▶ **Task item**:
Nothing should be left out: write out the whole listing exactly.

▶ **Given entries**:
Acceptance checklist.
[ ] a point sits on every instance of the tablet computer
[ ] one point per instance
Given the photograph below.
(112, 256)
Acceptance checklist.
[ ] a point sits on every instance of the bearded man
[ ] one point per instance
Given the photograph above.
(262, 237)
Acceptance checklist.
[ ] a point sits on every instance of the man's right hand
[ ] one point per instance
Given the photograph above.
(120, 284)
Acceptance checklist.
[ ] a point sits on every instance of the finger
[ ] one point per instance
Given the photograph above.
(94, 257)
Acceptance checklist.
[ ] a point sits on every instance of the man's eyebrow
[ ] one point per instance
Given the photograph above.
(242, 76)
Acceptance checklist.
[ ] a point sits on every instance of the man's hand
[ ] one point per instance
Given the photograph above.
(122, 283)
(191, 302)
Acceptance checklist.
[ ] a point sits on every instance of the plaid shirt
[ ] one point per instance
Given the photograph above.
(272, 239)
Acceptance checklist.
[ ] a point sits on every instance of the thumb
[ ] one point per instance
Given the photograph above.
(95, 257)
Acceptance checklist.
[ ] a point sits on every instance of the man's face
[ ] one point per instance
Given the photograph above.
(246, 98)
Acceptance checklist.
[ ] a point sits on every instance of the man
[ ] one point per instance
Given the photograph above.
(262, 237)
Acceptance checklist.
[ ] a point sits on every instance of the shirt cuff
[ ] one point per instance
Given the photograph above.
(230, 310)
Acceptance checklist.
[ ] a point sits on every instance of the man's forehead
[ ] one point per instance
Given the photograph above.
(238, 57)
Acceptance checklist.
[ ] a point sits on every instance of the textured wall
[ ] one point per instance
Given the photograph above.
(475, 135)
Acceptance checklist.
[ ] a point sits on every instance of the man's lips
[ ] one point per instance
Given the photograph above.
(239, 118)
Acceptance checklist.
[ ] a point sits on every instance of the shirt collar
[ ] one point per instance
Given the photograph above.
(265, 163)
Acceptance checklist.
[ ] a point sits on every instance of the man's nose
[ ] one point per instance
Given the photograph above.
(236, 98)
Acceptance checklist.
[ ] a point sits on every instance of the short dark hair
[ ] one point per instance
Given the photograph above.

▶ **Your solution**:
Acceptance checklist.
[ ] a point sits on every instance of the tablet computer
[ ] one point per instance
Given the photograph below.
(112, 256)
Acceptance checklist.
[ ] a point sits on every instance of the bearded man
[ ] one point per instance
Given the photograph above.
(262, 237)
Acceptance checklist.
[ ] a point sits on every instance of the man's right hand
[ ] one point per instance
Given the photograph above.
(120, 284)
Acceptance checklist.
[ ] a point sits on every instance of the finger
[ ] one point per instance
Given the photograph above.
(94, 257)
Acceptance checklist.
[ ] a point sits on every instance of the man's eyebrow
[ ] one point per instance
Given the photograph above.
(242, 76)
Acceptance checklist.
[ ] a point sits on every instance of the man's hand
[ ] one point per instance
Given the photograph above.
(122, 283)
(191, 302)
Acceptance checklist.
[ ] a point sits on every instance of the plaid shirt
[ ] one point per instance
Given the photograph above.
(272, 239)
Acceptance checklist.
[ ] a point sits on every instance of the thumb
[ ] one point per instance
Given the photograph above.
(95, 257)
Acceptance checklist.
[ ] a point sits on every instance of the man's face
[ ] one point per instance
Given the photograph above.
(246, 98)
Acceptance checklist.
[ ] a point sits on every instance of the man
[ ] one point per instance
Given the photograph above.
(262, 237)
Acceptance checklist.
[ ] a point sits on every instance of the shirt cuff
[ ] one point per instance
Given the photograph above.
(230, 310)
Acceptance checklist.
[ ] a point sits on every instance of the man's forehead
[ ] one point per instance
Given the photograph above.
(238, 57)
Acceptance checklist.
[ ] a point sits on every instance of the textured wall
[ ] one point per instance
Given the photograph above.
(475, 135)
Acceptance checklist.
[ ] a point sits on every instance of the man's lips
[ ] one point per instance
Given the photograph above.
(239, 118)
Acceptance checklist.
[ ] a point sits on every instance of the shirt collar
[ ] one point per instance
Given the photograph above.
(265, 163)
Acceptance checklist.
[ ] a point sits on every instance of the man's nose
[ ] one point per instance
Given the photograph above.
(236, 98)
Acceptance checklist.
[ ] a point sits on every instance of the short dark hair
[ ] one point per instance
Given the photograph above.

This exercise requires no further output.